* _Text excerpt_:

# # # # #

# Sony vs Panasonic Home Theater



## rahangopal

Hi everyone,

Im planning to buy a home theater. my budget is $500. i looked up for two home theaters. I'm not sure which one is good and better to buy. I searched in internet but could fond right suggestions and feedback or reviews. I'm not sure which one is better over the other. Quality is my priority. As they two different companies there is no place i can compare the features. definitely, Panasonic has 2d to 3d conversion. i don't have a 3d tv to use that feature. 

Panasonic-SC-BTT770-Channel-Surround-Entertainment

Sony-BDV-E780W-Blu-Ray-Player-Entertainment

Please suggest me which one to buy


----------



## eugovector

At ~$500 the Denon/Boston Acoustic combos (591 or DHT-1312) are your best bet. These come with interchangeable components that allow you to upgrade the AVR if new codecs/features come to market, or upgrade the speakers/sub if you want better performance/move to a bigger home.


----------



## tonyvdb

Hi and welcome to the Shack!

I agree with Marshall, but if your set on the two you listed the Panasonic is a much better system. Sadly Sony does not excel in the home theater department. The make great TVs, Digital cameras/video cameras and the PS3 but thats really all they do well.


----------



## Jungle Jack

Hello,
I too agree with Marshall.
Cheers,
JJ


----------



## GranteedEV

Hi. The Panasonic and Sony options have a few issues that you need to be aware of:

1) Wimpy Subwoofers that are more annoying than they are outstanding.
2) Inability to fill a large room with memorable dynamics.
3) Speakers that aren't very good in general.

# # # # #

* _Stated exercise 1_:
Convert the listing below into a numbered list with one line per item and no blank lines. Omit the pictures.

[Rows from a pointing dataset]
# # # # #

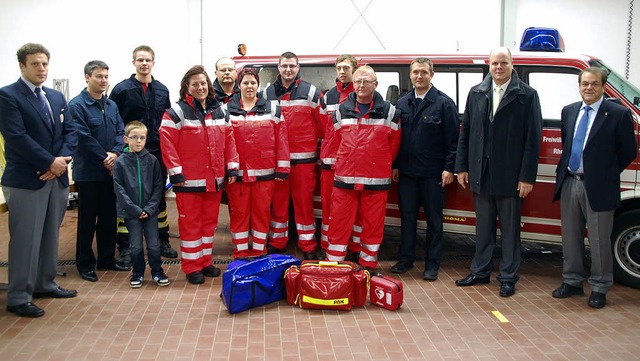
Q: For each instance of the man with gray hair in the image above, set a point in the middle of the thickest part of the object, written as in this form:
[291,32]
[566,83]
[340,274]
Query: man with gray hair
[497,158]
[100,141]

# # # # #

* _Stated exercise 2_:
Continue the forum thread comparing Sony and Panasonic home theaters from the point where it ends.

* _Written answer 1_:
1. Q: For each instance of the man with gray hair in the image above, set a point in the middle of the thickest part of the object, written as in this form:
2. [291,32]
3. [566,83]
4. [340,274]
5. Query: man with gray hair
6. [497,158]
7. [100,141]

* _Written answer 2_:
4) Sub-par electronics that compromise in many ways and leave little flexibility for upgrading in the future.

I'm going to be honest with you here, getting 5.1 surround sound with good fidelity is a difficult task with such a weak budget. Throw in the need for a blu ray player and I don't know if you should even "expect" quality with your budget.

My suggestion is to buy a truly robust receiver from a real audio company that will leave you open for the future. These include Pioneer, Yamaha, Denon, Marantz etc. Begin with good 2.0 sound, then add a separate subwoofer, and three more speakers, later with a larger long term budget. Do it piece by piece and you'll find out just how much better your system is. You'll find that what you love about your system isn't corny surround effects, but an immersive experience with strong vocal clarity, poignancy in film scores, and relaxed special effects that add, not distract from, the experience.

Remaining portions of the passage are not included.